INSTRUCTIONS -
- A) List every four-digit year mentioned in the passage on China's economy.
- B) Rewrite the passage on China's economy starting at "The data suggests a further" and ending at "global financial crisis.", with "quarterly figures" changed to "quarterly data".
- C) According to the passage on China's economy, what was the country's debt-to-GDP ratio at the end of June?
══ EXCERPTED PASSAGE
Despite the 90-day truce agreed on December 1, there remains a huge question whether a bilateral trade deal can be reached at any point, creating great uncertainty that is increasingly haunting the national economy.

The data suggests a further slowing of Chinese growth in the fourth quarter from the 6.5 per cent posted in the third quarter, with some suggesting a drop below 6 per cent in the first half of next year.

China’s lowest first-quarter growth rate was 6.4 per cent in 2009, meaning a drop below 6 per cent would represent a record low since the National Bureau of Statistics started publishing quarterly figures in 1992.

The government’s deleveraging campaign to cut excess debt and risky borrowing – one of the three major tasks laid out at the start of the year by the top leadership – sought to tackle the risk from the huge, and often hidden, debt accumulated in a decade of economic stimulus since the 2008 global financial crisis.

Risk from the deleveraging campaign

The country’s debt-to-gross domestic product (GDP) ratio stood at 253 per cent of GDP at end of June, one of the highest rates in the world.
════
══ MATERIAL
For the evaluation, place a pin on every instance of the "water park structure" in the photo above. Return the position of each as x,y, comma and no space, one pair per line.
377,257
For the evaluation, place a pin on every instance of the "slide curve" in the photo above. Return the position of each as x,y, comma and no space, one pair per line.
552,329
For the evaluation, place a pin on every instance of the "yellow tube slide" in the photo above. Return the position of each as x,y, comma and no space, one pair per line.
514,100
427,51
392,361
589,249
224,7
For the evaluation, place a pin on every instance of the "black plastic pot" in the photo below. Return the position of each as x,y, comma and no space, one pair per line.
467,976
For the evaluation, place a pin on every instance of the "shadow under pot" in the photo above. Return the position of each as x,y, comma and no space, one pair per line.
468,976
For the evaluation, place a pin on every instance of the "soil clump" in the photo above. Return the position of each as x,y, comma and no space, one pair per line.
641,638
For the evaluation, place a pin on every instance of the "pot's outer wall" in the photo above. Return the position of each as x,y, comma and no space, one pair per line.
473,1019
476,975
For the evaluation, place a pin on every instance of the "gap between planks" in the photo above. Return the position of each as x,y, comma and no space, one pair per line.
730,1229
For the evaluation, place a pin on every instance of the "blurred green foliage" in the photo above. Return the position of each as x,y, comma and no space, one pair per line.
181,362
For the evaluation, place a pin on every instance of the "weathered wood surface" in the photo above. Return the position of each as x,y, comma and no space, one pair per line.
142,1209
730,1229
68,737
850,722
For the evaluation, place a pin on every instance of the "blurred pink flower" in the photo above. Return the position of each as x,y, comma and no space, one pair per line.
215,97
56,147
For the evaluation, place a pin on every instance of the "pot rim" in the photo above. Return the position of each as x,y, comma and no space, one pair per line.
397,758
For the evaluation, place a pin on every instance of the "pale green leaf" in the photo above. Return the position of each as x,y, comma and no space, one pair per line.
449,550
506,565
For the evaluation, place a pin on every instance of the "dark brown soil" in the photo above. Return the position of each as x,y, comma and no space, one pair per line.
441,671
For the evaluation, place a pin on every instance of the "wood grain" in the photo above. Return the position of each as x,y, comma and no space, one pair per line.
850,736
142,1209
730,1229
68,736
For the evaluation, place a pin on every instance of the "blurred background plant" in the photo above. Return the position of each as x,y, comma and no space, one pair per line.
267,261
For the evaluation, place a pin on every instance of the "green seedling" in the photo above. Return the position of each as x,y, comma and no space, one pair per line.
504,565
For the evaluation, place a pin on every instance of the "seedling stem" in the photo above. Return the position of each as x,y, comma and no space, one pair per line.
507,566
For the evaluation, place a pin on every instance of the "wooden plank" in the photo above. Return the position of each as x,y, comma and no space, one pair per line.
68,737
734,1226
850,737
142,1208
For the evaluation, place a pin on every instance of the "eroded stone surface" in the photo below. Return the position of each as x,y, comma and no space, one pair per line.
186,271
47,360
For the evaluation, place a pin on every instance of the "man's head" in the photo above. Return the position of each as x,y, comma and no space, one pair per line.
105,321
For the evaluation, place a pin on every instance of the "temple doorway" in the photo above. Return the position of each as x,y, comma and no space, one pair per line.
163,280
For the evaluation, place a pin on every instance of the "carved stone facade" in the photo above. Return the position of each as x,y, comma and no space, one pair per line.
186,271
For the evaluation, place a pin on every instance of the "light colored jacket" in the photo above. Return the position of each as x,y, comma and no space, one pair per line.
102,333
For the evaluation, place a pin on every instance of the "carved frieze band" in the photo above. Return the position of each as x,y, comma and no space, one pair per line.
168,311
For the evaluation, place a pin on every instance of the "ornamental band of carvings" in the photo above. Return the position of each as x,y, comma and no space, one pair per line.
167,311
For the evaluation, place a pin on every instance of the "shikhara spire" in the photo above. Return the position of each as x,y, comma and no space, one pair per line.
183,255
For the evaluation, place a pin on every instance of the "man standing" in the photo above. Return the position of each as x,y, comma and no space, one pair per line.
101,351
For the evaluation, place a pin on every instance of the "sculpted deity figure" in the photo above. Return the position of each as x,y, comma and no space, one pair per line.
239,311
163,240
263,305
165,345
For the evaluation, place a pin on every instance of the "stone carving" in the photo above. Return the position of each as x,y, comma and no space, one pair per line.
════
OUTPUTS -
- A) 2009, 1992, 2008

- B)
The data suggests a further slowing of Chinese growth in the fourth quarter from the 6.5 per cent posted in the third quarter, with some suggesting a drop below 6 per cent in the first half of next year.

China’s lowest first-quarter growth rate was 6.4 per cent in 2009, meaning a drop below 6 per cent would represent a record low since the National Bureau of Statistics started publishing quarterly data in 1992.

The government’s deleveraging campaign to cut excess debt and risky borrowing – one of the three major tasks laid out at the start of the year by the top leadership – sought to tackle the risk from the huge, and often hidden, debt accumulated in a decade of economic stimulus since the 2008 global financial crisis.

- C) 253 per cent of GDP